Written problem: Repeat the material below word for word, leaving out the pictures.

Location labeling material
####################

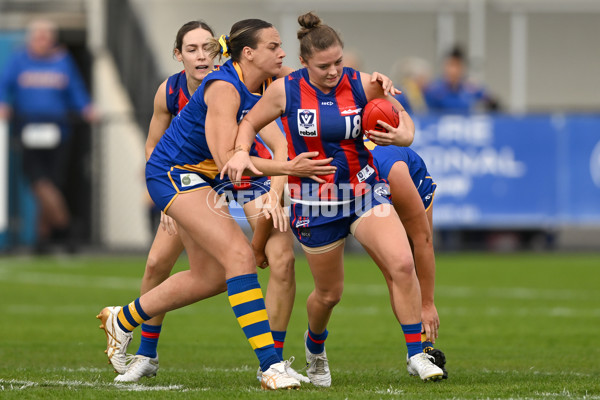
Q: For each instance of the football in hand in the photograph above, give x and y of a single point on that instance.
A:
(382, 110)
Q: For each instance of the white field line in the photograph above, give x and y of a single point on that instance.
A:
(18, 384)
(69, 280)
(548, 312)
(15, 275)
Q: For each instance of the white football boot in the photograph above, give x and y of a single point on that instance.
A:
(317, 366)
(291, 372)
(139, 367)
(422, 365)
(117, 340)
(277, 377)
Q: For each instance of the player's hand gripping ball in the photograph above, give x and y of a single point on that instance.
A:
(382, 110)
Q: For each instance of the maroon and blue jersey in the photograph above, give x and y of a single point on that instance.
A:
(177, 92)
(329, 123)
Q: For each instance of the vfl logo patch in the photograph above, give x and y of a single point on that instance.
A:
(350, 111)
(382, 190)
(190, 180)
(307, 122)
(365, 173)
(302, 222)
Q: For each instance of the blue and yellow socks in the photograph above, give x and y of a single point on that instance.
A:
(316, 342)
(279, 339)
(412, 335)
(131, 316)
(248, 305)
(149, 341)
(426, 344)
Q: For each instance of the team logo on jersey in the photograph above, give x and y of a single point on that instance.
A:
(190, 180)
(364, 173)
(352, 110)
(307, 122)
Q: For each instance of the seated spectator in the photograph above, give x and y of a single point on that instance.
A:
(454, 93)
(413, 75)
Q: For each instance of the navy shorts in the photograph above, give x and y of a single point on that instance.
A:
(317, 225)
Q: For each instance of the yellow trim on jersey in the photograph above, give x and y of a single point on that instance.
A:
(124, 322)
(432, 197)
(252, 318)
(245, 297)
(265, 84)
(206, 167)
(261, 341)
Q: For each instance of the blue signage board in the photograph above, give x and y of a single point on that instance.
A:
(500, 171)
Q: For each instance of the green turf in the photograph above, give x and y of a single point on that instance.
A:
(517, 326)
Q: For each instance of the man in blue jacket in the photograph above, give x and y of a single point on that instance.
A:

####################

Problem solution:
Q: For each instance of the football in hand in the photograph above, give x and y of a single point on that instance.
A:
(382, 110)
Q: For each instance of the white field line in the photograph above, give x and y of a single point on that instance.
A:
(18, 384)
(69, 280)
(548, 312)
(15, 275)
Q: For each instance of the white football boot in the photograph above, give x and y of a single point on that instance.
A:
(317, 366)
(291, 372)
(139, 367)
(422, 365)
(117, 340)
(277, 377)
Q: For each instance of the player's hand gripping ball in the photograph above, give x and y of a single point on that instance.
A:
(382, 110)
Q: For each instance of the maroon and blue jersey in the photograph above, give x and y of a single point on that instance.
A:
(177, 92)
(329, 123)
Q: For each instance of the vfl logo patch in the photograph above, give x and y of a single point on that instance.
A:
(350, 111)
(382, 190)
(190, 180)
(307, 122)
(365, 173)
(302, 222)
Q: For each instance of the blue and yellow socks in the photograph above, give x and y of a single point on that instance.
A:
(316, 342)
(279, 339)
(412, 335)
(131, 316)
(248, 305)
(149, 341)
(426, 344)
Q: For each instance of the team logo on jersey in the photograph above, give x and y of a single point on that instance.
A:
(190, 180)
(364, 173)
(352, 110)
(307, 122)
Q: For each instance of the seated spectator in the photograph above, give x and y of a single point on that instance.
A:
(454, 93)
(413, 75)
Q: For each instance of the navy shorts in the photograph above, give x and y of a single point on that instance.
A:
(317, 225)
Q: For each instance of the yellow trim on jersey in the photograph above, give x and y of a single point on that instance.
A:
(124, 322)
(432, 197)
(252, 318)
(245, 297)
(265, 84)
(206, 167)
(261, 341)
Q: For each instance of the blue signage board in the photograph above, give x and y of a single point on that instance.
A:
(500, 171)
Q: For each instance of the green turf in the photograph above, give x and y of a single point on that instance.
A:
(517, 326)
Q: For each instance of the man in blue jacket in the photograph above, give x and y of a single point on that instance.
A:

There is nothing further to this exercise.